*What to produce:*
Reproduce the listing below line for line, with no changes.

*Working data:*

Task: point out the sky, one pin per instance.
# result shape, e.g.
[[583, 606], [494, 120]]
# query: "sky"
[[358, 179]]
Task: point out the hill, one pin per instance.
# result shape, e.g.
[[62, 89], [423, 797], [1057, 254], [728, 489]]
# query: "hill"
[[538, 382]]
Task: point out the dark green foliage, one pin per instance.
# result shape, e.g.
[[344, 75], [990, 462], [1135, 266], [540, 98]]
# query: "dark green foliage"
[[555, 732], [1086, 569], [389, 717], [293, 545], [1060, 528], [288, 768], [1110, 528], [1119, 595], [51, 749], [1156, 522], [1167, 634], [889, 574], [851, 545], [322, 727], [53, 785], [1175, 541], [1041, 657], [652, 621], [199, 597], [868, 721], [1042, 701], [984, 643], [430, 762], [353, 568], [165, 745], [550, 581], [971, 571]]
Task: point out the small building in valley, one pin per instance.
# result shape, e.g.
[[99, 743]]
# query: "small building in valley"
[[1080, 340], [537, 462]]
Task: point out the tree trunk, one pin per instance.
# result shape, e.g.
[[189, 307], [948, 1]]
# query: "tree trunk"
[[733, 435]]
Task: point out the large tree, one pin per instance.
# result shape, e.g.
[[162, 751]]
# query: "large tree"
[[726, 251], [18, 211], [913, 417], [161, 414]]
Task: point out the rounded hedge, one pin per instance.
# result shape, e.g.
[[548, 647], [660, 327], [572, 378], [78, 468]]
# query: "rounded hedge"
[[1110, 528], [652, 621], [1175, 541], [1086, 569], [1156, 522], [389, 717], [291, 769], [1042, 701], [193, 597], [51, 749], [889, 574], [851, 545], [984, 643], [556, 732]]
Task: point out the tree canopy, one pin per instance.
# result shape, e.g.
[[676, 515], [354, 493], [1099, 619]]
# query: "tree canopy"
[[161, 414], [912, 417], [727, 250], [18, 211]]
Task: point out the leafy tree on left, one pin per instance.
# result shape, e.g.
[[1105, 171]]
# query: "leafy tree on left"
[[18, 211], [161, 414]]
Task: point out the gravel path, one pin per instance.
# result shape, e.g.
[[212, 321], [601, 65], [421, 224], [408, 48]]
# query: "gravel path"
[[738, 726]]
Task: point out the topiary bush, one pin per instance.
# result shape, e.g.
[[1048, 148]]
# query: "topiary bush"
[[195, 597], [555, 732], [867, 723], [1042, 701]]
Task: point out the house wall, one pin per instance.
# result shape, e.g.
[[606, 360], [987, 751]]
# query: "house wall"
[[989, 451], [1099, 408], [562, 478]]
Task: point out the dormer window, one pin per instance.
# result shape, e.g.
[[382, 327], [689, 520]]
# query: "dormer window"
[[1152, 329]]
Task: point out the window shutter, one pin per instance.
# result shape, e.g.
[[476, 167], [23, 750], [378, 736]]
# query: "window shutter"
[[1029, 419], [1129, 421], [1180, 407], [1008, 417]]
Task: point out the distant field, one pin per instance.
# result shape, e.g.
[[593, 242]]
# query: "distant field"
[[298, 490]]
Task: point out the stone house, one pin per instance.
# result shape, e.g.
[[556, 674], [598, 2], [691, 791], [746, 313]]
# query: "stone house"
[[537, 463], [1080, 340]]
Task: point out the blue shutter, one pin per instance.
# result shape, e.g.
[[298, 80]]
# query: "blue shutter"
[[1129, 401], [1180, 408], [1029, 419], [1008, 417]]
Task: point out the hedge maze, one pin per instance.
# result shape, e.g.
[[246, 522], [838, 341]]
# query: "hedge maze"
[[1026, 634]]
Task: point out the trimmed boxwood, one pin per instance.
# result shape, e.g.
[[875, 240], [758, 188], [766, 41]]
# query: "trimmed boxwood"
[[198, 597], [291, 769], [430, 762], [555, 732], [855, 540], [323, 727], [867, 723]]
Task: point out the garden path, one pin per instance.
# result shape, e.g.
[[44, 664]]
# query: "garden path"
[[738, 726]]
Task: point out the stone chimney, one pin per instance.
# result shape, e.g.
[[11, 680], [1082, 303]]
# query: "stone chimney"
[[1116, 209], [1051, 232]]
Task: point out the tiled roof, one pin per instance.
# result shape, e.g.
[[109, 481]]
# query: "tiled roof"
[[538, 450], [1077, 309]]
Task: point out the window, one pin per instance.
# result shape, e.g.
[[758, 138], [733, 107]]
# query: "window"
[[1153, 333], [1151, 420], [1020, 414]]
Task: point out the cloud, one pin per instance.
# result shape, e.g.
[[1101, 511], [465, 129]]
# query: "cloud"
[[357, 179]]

*Result of this exercise:*
Task: point out the sky, one pin per instance.
# result shape, e.g.
[[583, 606], [494, 120]]
# query: "sky"
[[358, 179]]
Task: point out the hill, one pin per instance.
# result shape, e.g.
[[62, 89], [423, 797], [1057, 254], [728, 489]]
# query: "hill"
[[538, 382]]
Task: point out the dark green foliage, one pin per instance.
# result shape, e.g.
[[344, 75], [990, 462], [1135, 266], [540, 98]]
# query: "dark green foliage"
[[555, 732], [1086, 569], [389, 717], [293, 545], [1060, 528], [288, 768], [1110, 528], [1119, 595], [51, 749], [1156, 522], [1167, 634], [889, 574], [851, 545], [322, 727], [53, 785], [1175, 541], [1041, 657], [652, 621], [199, 597], [868, 721], [1042, 701], [984, 643], [430, 762], [353, 568], [165, 745], [550, 581], [971, 571]]
Task: point out the small building in valley, one pin per instance.
# result shape, e.g.
[[99, 743]]
# query: "small building in valley"
[[1080, 340], [537, 462]]
Task: point out the tree trunk, one pin per instance.
# result shape, e.g.
[[189, 307], [948, 1]]
# query: "tree trunk"
[[733, 435]]
Task: point out the large tree, one pin per instance.
# result shape, e.g.
[[162, 751]]
# query: "large tree"
[[726, 251], [18, 211], [913, 417], [161, 414]]
Task: point out the rounded hedge, one pin per instance.
# result shape, e.g.
[[548, 647], [660, 327], [572, 378], [78, 468]]
# query: "rounded hedge"
[[1110, 528], [652, 621], [1175, 541], [1086, 569], [1156, 522], [389, 717], [291, 769], [1042, 701], [193, 597], [51, 749], [889, 574], [851, 545], [984, 643], [556, 732]]
Task: point out the tree canopy, one pin per instance.
# result shape, e.g.
[[676, 515], [354, 493], [1099, 619]]
# query: "tree canopy"
[[161, 414], [912, 417], [727, 250], [18, 211]]
Task: point out the leafy tree on left, one pin per instance.
# result shape, e.g.
[[1105, 171]]
# query: "leafy tree on left"
[[18, 211], [161, 414]]
Task: point out the gravel path, one pin per instance.
# result shape, e.g.
[[212, 321], [601, 65], [421, 224], [408, 48]]
# query: "gravel path"
[[738, 726]]
Task: point out the topiary bush, one pin per instance.
# result shape, e.g.
[[1048, 148]]
# query: "topiary bush"
[[195, 597], [555, 732], [867, 723], [1042, 701]]
Task: point out the house wall, one pin per instance.
# result shape, e.g.
[[606, 360], [987, 751]]
# query: "house wall"
[[989, 451], [1099, 408], [562, 478]]
Task: point out the dormer window, one pin per instance.
# result shape, e.g.
[[382, 327], [689, 520]]
# query: "dormer window"
[[1152, 329]]
Task: point out the window shutter, one pin per instance.
# result shape, e.g.
[[476, 167], [23, 750], [378, 736]]
# query: "window shutter"
[[1029, 419], [1129, 421], [1180, 407], [1008, 417]]
Task: point out the distant field, one pin per instance.
# result shape, e.g.
[[593, 242]]
# query: "distant field"
[[298, 490]]
Task: point out the stone house, one pin per instance.
# result shape, e.g.
[[556, 674], [598, 2], [691, 791], [746, 313]]
# query: "stone house"
[[537, 463], [1080, 340]]
Task: point out the blue shutter, one pin per instance.
# result shape, e.g.
[[298, 80]]
# query: "blue shutter"
[[1129, 401], [1180, 408], [1029, 419], [1008, 417]]
Task: point out the hedge maze, one pin per instance.
# result shape, e.g.
[[246, 522], [838, 341]]
# query: "hedge maze"
[[1026, 634]]
Task: point out the trimmed boxwood, one pin per instance.
# result shape, e.g.
[[875, 240], [758, 188], [766, 41]]
# query: "trimmed boxwood"
[[198, 597], [291, 769], [430, 762], [555, 732], [855, 540], [323, 727], [867, 723]]
Task: point out the garden path, one pin per instance.
# result shape, e.g.
[[44, 664]]
# query: "garden path"
[[738, 726]]
Task: point out the stone chimney, one pin per instance.
# result shape, e.g.
[[11, 680], [1082, 303]]
# query: "stone chimney"
[[1116, 209], [1051, 232]]
Task: point out the tiled roof, one pin per instance.
# result shape, e.g.
[[109, 481]]
# query: "tiled roof"
[[538, 450], [1077, 309]]
Task: point out the window, one pin per instance.
# result shape, e.g.
[[758, 138], [733, 107]]
# query: "window"
[[1153, 333], [1151, 420], [1020, 414]]
Task: point out the cloud, one pin per instance.
# result shape, e.g.
[[1101, 511], [465, 129]]
# query: "cloud"
[[357, 179]]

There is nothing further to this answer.